Task directions -
In the passage below about Robert Lowe's writings for the Atlas, which three bishops then in Australasia are named?

Selected excerpt -
********

Some cynic has said that "the last infirmity of noble minds" is theology. Certainly, to judge from Robert Lowe's contributions to the Atlas, he, in the years 1844–45, gave no inconsiderable amount of thought to that remarkable religious revival in England, generally known under the name of "Puseyism." As an antidote to the sacerdotal doctrines of Newman, Pusey, and Keble, whom he appears to have equally detested, we find him expatiating, week after week, on the theological and philosophical excellencies of Dr. Arnold of Rugby.[6] Like many Liberal Churchmen of half-a-century ago he failed to realise that the amazing development of modern physical science would shatter any creed raised on a quasi-rationalistic basis, like that of the so-called "Broad Church." It is therefore not to be wondered at that he failed to foresee that the Church of England would owe its enormously enhanced position in the present day more to the teaching and example of Pusey than to that of any other man of our age; whereas the influence of Dr. Arnold, who was not only an equally excellent man, but from his own standpoint as true a Christian and as firm a Churchman, has all but entirely passed away. It would be amusing, but perhaps not edifying, to quote some of the comments Lowe indulged in on the leading "sacerdotalists" whose baneful influence he could trace in the public conduct of the three dominant Bishops then in Australasia—Broughton,[7] Selwyn, and Nixon.

********

Listing -
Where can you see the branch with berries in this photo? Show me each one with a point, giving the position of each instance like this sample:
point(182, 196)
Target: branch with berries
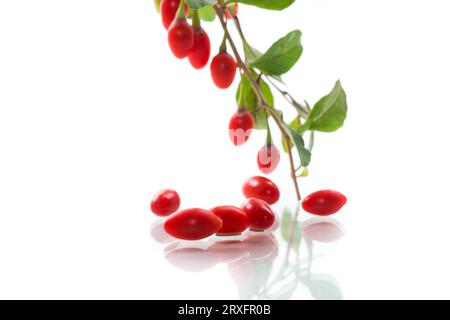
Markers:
point(260, 75)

********

Output below -
Broughton, Selwyn, and Nixon.